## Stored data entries
---------------

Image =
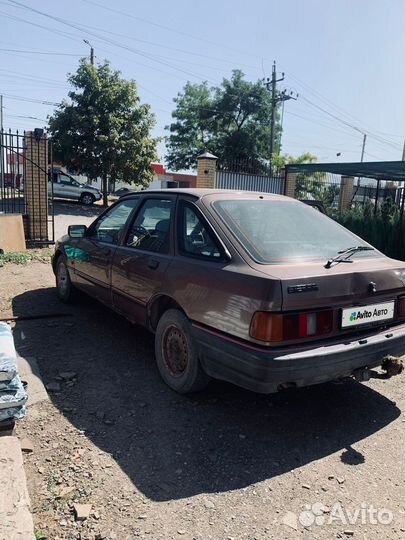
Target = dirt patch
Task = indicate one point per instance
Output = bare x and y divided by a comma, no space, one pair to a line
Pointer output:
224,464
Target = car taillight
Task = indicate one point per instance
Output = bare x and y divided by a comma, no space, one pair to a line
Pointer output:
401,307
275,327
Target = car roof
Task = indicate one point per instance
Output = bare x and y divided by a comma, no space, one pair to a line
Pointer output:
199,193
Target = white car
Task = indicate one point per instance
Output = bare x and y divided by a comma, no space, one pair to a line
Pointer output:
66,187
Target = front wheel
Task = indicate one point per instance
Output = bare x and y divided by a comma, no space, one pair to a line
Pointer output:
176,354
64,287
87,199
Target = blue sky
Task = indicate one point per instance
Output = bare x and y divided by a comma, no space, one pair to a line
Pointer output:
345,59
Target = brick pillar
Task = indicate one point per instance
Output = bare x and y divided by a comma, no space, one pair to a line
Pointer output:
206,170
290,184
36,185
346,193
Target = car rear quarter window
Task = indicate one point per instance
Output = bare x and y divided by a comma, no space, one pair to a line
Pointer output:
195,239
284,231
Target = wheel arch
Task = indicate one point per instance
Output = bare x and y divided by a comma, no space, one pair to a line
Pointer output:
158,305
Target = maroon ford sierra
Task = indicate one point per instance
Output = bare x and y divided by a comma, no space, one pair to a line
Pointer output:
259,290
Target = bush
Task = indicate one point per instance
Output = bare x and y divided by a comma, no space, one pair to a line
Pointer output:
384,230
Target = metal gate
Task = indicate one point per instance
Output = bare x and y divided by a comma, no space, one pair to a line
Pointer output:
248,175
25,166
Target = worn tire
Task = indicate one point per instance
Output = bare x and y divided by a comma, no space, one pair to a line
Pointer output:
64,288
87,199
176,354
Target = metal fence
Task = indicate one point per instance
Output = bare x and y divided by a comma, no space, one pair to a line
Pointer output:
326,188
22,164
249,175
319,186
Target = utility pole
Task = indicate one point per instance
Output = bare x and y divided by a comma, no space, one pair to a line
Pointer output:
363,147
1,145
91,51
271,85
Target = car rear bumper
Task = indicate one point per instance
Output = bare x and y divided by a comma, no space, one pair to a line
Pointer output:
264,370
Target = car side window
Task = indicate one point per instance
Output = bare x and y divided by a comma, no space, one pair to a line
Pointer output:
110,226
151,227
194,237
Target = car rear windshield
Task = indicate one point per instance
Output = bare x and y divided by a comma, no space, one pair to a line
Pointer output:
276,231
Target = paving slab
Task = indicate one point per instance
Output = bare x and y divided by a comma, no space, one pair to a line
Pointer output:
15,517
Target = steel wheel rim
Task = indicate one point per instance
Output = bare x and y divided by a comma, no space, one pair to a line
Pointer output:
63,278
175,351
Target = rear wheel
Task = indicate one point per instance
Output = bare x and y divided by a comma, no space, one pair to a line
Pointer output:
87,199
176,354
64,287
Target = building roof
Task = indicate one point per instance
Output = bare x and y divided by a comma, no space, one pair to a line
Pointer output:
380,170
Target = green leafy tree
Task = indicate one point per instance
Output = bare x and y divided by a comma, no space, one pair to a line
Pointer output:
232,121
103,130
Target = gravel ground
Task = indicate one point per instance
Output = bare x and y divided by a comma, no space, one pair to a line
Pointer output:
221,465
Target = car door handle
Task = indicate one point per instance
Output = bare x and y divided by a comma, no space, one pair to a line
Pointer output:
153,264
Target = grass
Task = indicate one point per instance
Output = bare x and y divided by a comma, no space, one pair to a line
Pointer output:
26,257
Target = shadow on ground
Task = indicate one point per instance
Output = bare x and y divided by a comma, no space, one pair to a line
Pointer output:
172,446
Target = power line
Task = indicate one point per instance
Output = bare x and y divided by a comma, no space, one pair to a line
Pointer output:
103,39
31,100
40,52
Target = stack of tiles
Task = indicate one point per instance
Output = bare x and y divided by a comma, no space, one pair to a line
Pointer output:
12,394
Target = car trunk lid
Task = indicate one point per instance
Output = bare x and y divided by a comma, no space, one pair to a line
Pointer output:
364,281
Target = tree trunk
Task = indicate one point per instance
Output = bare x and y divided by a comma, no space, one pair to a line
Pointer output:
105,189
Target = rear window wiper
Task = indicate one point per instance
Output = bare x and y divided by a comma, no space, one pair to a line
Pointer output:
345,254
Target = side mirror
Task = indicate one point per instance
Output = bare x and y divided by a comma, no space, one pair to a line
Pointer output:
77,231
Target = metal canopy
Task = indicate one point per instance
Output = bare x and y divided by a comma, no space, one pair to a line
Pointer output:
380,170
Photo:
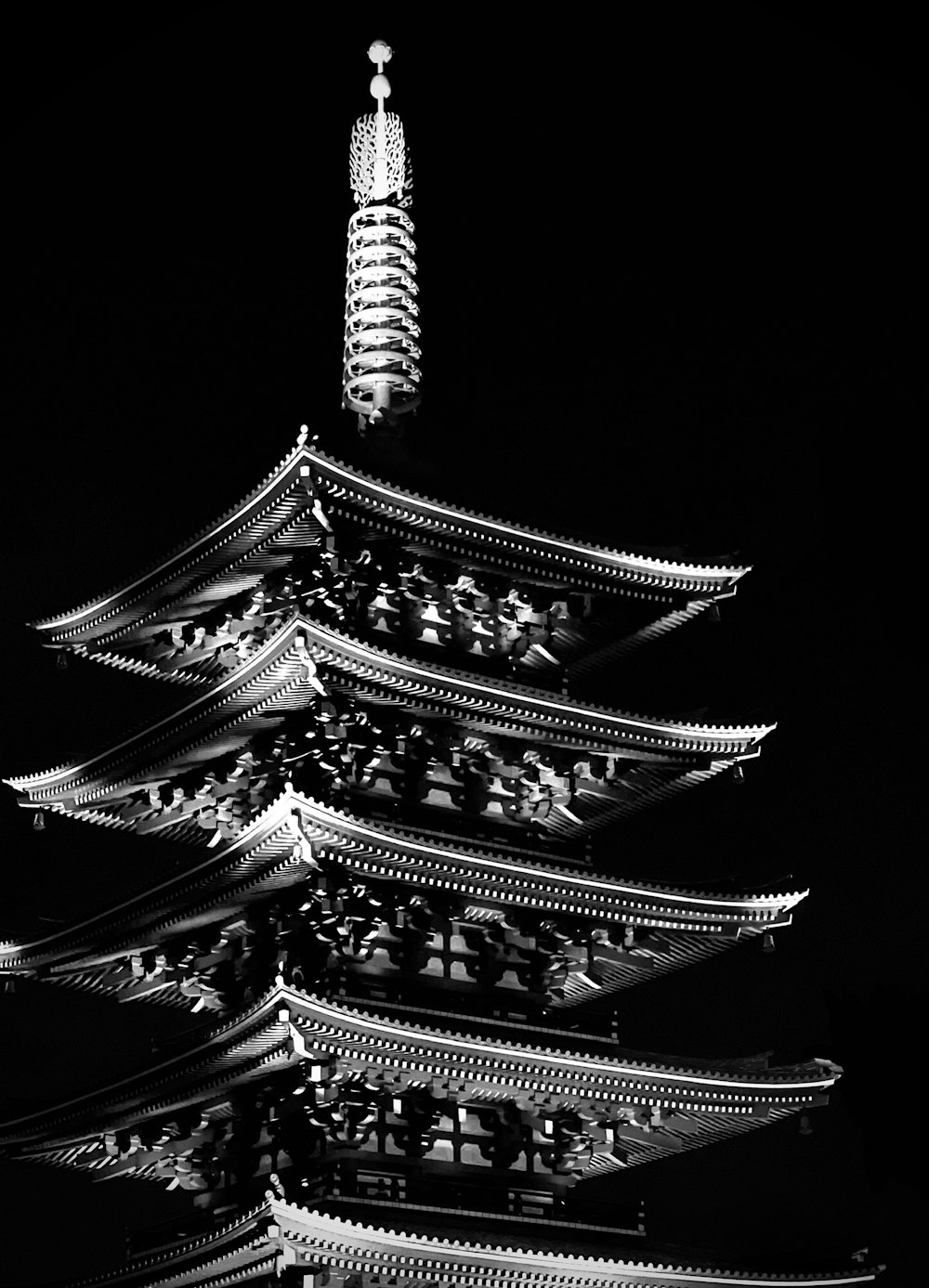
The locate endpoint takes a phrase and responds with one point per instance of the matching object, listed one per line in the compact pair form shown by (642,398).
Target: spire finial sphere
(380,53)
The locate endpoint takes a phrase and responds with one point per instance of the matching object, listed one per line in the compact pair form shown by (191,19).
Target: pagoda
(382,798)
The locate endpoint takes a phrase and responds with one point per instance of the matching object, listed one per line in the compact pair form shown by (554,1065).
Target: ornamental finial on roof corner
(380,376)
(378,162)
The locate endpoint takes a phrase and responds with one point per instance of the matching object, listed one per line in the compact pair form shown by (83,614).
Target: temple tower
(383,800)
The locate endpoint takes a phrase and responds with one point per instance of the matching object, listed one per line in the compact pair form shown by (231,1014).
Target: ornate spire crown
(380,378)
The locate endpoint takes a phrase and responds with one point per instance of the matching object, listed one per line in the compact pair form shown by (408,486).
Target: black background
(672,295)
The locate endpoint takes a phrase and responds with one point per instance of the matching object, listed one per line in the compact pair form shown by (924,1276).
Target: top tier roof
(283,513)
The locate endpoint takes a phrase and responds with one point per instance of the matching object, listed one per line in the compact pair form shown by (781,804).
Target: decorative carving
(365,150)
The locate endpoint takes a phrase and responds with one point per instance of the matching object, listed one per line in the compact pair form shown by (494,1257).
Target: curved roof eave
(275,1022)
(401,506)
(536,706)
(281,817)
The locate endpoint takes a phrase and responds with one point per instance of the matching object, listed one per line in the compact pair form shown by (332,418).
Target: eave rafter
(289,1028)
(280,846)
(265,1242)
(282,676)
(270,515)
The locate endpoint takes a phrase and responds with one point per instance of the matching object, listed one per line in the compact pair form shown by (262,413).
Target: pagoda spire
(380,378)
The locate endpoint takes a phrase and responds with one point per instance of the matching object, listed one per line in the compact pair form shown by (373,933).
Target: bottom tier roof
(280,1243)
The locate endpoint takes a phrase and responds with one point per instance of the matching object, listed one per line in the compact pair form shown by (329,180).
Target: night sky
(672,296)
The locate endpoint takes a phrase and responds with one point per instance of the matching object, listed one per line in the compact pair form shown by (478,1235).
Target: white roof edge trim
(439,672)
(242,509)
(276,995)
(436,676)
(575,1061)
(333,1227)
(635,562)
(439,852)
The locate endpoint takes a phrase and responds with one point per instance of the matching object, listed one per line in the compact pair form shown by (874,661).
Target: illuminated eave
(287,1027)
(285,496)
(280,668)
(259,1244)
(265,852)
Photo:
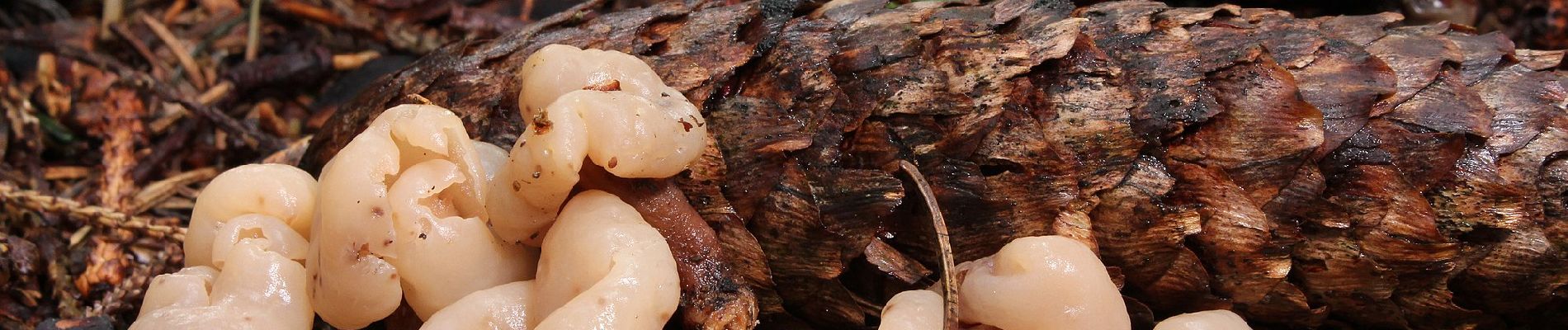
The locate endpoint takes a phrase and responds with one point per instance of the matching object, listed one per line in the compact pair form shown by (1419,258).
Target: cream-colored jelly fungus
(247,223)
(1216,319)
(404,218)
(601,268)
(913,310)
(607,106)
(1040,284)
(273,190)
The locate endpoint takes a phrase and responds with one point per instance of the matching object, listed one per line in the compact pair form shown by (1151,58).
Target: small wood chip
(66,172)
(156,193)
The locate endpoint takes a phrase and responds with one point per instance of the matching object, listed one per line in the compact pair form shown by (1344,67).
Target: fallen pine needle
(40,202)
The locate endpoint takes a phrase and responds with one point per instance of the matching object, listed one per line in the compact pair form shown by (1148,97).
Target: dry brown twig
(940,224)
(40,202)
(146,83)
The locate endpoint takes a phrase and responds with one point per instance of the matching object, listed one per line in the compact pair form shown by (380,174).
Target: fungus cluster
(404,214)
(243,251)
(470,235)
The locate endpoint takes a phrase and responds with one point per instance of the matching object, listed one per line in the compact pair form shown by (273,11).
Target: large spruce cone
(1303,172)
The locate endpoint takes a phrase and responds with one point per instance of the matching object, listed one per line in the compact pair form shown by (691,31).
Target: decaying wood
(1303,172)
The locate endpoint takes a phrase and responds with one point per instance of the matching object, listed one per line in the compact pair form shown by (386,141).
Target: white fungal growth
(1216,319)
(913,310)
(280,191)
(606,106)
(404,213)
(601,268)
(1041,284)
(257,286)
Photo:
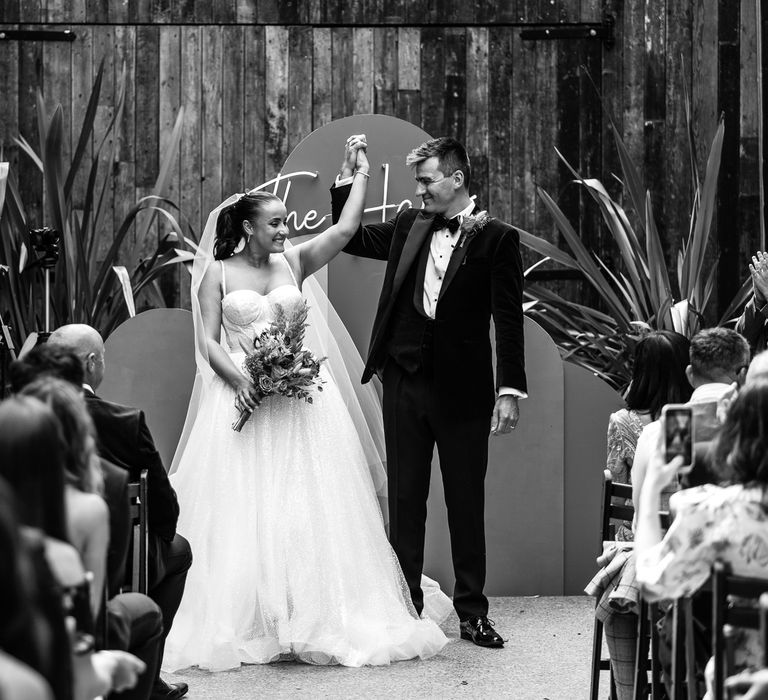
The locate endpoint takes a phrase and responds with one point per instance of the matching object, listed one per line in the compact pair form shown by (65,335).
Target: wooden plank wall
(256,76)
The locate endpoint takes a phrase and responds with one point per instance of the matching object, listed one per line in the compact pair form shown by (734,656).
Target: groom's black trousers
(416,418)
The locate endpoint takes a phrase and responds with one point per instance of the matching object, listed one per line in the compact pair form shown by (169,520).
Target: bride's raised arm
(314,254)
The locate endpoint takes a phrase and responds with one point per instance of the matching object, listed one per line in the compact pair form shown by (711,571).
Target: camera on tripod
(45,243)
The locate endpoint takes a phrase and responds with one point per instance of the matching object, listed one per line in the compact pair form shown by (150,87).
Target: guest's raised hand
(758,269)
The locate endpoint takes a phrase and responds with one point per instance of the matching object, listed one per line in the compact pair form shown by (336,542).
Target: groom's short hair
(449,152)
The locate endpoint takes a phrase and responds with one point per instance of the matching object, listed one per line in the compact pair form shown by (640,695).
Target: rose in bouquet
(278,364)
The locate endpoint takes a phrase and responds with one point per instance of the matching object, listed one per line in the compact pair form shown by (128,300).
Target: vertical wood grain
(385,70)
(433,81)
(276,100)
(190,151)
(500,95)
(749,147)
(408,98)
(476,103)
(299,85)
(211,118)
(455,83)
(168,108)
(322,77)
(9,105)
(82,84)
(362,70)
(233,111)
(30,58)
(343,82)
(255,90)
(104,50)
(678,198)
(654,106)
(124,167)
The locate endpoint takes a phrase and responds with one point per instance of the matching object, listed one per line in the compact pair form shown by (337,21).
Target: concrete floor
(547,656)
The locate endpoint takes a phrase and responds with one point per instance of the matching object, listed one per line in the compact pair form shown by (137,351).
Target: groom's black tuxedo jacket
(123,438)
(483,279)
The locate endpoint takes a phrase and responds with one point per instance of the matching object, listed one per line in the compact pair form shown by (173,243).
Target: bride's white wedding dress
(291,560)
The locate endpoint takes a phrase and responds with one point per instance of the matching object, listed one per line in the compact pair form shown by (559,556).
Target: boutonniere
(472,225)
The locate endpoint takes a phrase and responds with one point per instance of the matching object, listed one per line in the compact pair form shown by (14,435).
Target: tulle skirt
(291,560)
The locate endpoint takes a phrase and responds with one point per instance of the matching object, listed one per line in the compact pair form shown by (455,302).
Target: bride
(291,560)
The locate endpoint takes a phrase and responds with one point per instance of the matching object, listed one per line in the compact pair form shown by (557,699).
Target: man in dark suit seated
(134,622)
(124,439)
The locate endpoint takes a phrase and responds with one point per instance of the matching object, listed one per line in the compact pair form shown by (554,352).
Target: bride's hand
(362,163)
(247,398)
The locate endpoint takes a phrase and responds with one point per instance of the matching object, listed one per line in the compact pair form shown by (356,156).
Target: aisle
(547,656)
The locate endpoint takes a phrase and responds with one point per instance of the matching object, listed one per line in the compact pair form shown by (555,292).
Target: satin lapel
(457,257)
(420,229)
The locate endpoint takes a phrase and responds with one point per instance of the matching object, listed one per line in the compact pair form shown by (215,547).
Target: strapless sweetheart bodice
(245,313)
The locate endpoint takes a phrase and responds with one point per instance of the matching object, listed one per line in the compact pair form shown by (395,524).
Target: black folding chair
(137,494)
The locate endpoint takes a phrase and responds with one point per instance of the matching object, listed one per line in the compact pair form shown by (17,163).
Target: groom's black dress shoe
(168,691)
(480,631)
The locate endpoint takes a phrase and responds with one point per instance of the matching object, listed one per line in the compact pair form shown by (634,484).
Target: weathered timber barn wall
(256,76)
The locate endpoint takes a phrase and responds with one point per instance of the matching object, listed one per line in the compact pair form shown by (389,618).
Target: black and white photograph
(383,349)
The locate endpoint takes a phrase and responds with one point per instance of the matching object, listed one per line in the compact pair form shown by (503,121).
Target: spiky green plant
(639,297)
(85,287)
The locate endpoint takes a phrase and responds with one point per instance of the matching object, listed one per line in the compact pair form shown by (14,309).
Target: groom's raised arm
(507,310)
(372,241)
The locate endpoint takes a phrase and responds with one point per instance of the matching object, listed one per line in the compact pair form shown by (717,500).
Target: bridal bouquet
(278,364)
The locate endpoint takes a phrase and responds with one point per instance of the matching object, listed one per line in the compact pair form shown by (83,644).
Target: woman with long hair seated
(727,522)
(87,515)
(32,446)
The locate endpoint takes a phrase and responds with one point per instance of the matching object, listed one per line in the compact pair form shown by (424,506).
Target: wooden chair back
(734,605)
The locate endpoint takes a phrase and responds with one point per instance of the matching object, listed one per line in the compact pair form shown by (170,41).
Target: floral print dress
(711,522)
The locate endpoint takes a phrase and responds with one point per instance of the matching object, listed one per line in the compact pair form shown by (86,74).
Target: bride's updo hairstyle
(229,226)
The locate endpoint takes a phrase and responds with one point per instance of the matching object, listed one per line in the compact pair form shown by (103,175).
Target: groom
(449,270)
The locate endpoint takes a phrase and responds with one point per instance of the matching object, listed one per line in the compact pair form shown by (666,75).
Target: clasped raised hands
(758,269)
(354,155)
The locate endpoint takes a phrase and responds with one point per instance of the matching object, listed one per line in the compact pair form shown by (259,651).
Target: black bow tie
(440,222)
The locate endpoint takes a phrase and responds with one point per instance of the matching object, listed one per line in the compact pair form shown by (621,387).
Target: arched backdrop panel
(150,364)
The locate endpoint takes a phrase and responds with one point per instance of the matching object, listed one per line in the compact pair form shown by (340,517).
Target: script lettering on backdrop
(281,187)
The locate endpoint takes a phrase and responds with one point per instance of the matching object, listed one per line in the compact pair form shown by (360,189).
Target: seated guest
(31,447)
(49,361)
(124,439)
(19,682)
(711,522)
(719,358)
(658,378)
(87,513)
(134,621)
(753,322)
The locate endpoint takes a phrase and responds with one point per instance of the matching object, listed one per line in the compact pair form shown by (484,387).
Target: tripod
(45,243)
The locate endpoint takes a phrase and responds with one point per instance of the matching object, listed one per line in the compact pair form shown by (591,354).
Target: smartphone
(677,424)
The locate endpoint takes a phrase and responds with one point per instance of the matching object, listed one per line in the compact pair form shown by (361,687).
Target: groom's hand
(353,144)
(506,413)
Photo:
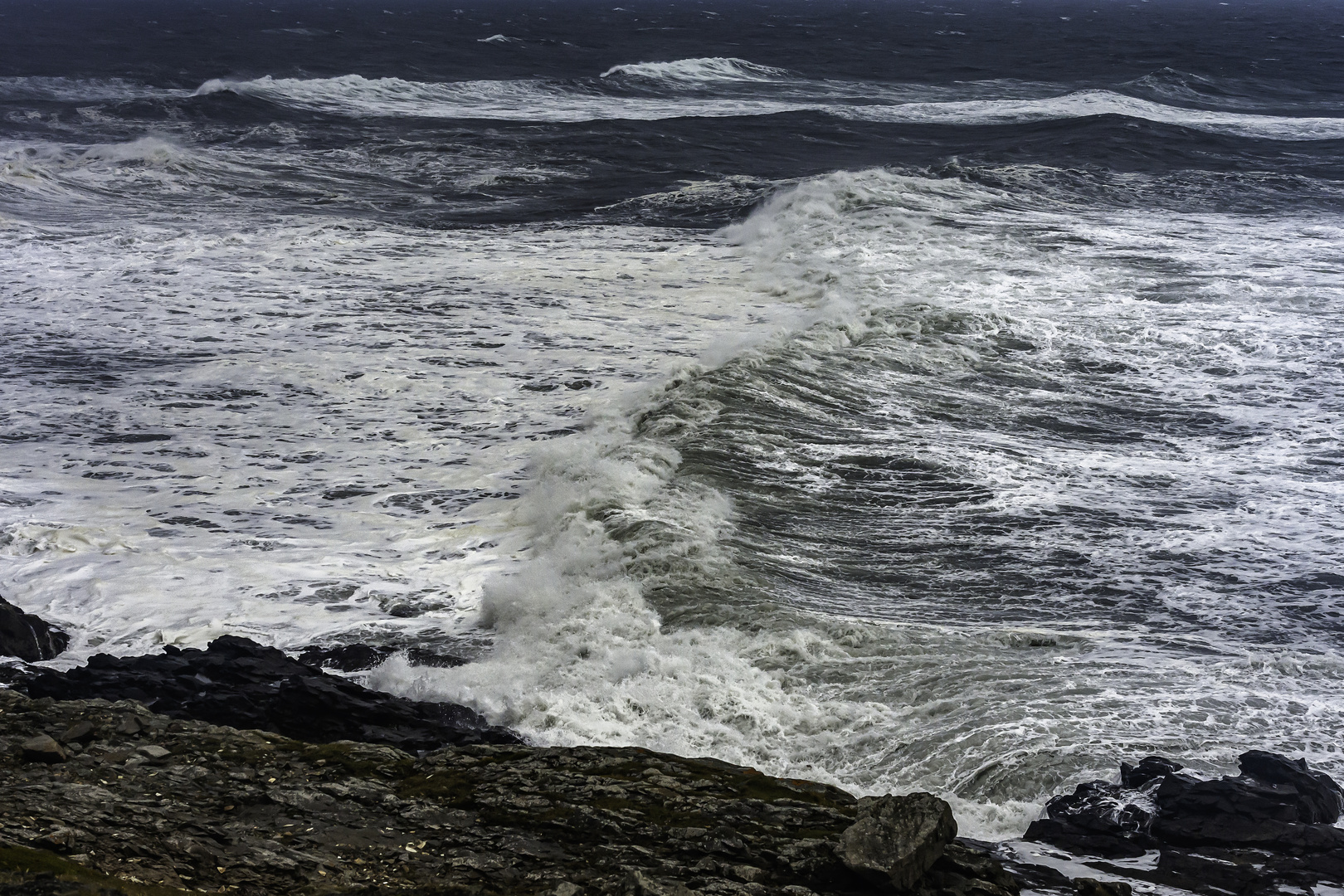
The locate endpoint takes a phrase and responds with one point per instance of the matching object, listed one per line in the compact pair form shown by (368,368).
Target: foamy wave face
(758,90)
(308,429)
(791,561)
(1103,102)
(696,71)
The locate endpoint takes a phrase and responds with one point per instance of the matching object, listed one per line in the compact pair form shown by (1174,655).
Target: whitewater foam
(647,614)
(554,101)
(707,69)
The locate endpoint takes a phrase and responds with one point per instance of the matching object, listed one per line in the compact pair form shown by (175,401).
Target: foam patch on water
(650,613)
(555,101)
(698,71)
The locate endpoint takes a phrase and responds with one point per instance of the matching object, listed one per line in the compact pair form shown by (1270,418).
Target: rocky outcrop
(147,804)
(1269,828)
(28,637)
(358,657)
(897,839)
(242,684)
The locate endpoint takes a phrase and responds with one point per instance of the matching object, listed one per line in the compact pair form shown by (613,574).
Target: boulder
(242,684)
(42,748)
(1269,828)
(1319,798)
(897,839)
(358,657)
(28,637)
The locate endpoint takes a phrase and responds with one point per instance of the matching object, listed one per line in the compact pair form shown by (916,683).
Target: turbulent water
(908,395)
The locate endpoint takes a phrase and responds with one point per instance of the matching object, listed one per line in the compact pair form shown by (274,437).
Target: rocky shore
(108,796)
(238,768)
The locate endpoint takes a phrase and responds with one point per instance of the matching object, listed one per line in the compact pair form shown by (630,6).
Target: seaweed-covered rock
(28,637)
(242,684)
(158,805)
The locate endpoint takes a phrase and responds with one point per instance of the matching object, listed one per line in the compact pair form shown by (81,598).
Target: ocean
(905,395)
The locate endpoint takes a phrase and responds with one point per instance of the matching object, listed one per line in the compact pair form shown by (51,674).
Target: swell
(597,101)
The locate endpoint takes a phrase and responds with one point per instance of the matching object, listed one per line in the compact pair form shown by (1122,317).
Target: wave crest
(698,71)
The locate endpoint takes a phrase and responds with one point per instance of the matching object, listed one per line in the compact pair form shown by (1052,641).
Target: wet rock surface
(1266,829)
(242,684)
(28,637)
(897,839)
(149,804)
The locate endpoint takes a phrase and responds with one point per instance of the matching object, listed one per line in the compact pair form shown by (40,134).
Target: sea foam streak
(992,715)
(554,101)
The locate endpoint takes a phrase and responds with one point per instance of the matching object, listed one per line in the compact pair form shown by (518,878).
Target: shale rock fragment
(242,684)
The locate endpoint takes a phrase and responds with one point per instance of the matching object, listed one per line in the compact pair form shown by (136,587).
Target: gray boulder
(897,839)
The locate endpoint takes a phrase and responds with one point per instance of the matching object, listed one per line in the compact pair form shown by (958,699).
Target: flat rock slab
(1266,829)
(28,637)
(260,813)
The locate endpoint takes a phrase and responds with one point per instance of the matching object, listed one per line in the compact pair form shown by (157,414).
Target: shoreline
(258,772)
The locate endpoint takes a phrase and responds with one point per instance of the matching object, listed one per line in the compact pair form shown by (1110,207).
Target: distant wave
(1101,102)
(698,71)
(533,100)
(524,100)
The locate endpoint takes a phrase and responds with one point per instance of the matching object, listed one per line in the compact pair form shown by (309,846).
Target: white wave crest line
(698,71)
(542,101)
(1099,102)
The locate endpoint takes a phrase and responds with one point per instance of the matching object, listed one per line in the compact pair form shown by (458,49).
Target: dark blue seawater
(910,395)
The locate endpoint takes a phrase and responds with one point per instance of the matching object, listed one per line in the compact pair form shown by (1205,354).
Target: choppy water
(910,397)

---------------

## Task requirements
For this answer, return word for word the lines from the first line of the records through the line containing "Target = white car". Omit the pictures.

## Completed exercise
Image =
Target = dirt patch
Task = indicate one point per instance
Output = bare x and y divided by a comma, no space, one pair to a line
Pointer output:
224,464
Target = car taillight
Task = indicate one point per instance
Output = bare x and y divided by a comma, no space, one pair to a line
Pointer output:
401,307
275,327
Target = car roof
Task = indicate one point per instance
Output = bare x and y divided by a comma, no space, one pair to a line
Pointer output:
199,193
Target = white car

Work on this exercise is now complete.